■ **Problem to work on**
Write out, word for word, only the lines from the one containing "Annotation task: mark the stucco" through the final line of the data.

(Excerpt from a dataset)

* * *

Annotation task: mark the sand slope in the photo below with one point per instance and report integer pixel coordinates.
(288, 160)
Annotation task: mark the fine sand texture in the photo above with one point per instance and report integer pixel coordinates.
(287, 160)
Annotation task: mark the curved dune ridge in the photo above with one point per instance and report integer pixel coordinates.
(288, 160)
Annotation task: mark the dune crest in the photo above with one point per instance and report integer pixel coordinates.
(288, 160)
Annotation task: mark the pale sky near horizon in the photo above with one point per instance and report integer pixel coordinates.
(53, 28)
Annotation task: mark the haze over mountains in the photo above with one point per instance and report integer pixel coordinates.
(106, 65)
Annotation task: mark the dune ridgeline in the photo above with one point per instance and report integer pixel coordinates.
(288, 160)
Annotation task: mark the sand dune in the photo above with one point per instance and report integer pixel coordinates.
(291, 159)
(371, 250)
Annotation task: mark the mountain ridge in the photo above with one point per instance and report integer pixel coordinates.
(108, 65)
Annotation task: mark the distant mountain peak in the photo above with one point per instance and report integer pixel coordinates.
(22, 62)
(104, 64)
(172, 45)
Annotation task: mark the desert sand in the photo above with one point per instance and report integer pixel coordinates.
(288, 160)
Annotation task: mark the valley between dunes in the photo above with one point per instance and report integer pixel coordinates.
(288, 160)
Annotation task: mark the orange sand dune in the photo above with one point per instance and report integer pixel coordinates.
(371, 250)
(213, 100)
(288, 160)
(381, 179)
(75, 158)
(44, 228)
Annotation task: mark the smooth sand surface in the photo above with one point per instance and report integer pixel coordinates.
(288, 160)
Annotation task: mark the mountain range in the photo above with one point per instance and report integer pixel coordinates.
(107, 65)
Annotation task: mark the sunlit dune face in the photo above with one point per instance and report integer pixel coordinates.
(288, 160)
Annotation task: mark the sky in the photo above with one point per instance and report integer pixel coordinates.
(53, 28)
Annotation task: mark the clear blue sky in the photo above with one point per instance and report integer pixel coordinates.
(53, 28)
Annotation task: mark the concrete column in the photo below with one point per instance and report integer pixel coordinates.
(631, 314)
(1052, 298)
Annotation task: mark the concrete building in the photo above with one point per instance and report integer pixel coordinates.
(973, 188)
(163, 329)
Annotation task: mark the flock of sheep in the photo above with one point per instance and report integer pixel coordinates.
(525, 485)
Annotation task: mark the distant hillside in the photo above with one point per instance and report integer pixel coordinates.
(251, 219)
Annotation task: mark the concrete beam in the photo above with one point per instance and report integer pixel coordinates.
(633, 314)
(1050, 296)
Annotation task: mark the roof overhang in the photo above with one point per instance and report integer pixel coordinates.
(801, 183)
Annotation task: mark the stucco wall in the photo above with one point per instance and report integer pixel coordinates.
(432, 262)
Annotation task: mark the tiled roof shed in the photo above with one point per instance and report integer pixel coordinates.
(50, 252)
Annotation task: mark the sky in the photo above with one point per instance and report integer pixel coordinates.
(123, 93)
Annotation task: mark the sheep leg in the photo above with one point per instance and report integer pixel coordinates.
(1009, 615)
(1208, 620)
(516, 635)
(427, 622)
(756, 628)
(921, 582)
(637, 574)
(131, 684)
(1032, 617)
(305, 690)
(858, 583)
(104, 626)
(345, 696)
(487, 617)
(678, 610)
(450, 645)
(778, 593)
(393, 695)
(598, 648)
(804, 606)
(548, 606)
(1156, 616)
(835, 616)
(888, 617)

* * *

■ **The answer**
Annotation task: mark the stucco wall in the photo above with one point per instance and report integer pixel coordinates.
(432, 262)
Annotation task: mark the tiled roof shed in the photo above with one point per instance and report integer pixel coordinates.
(50, 252)
Annotation task: mark the sky in the photo above with one point per instance and report integer pixel coordinates.
(123, 93)
Annotation task: mark the sheep leg in the photo above with one point per instance and report integer pixel coordinates.
(1009, 615)
(1208, 620)
(516, 635)
(427, 622)
(756, 628)
(921, 582)
(637, 574)
(131, 684)
(1032, 617)
(305, 690)
(858, 583)
(104, 626)
(345, 696)
(487, 617)
(678, 610)
(450, 645)
(778, 593)
(393, 695)
(598, 648)
(804, 606)
(548, 606)
(1156, 616)
(835, 616)
(888, 617)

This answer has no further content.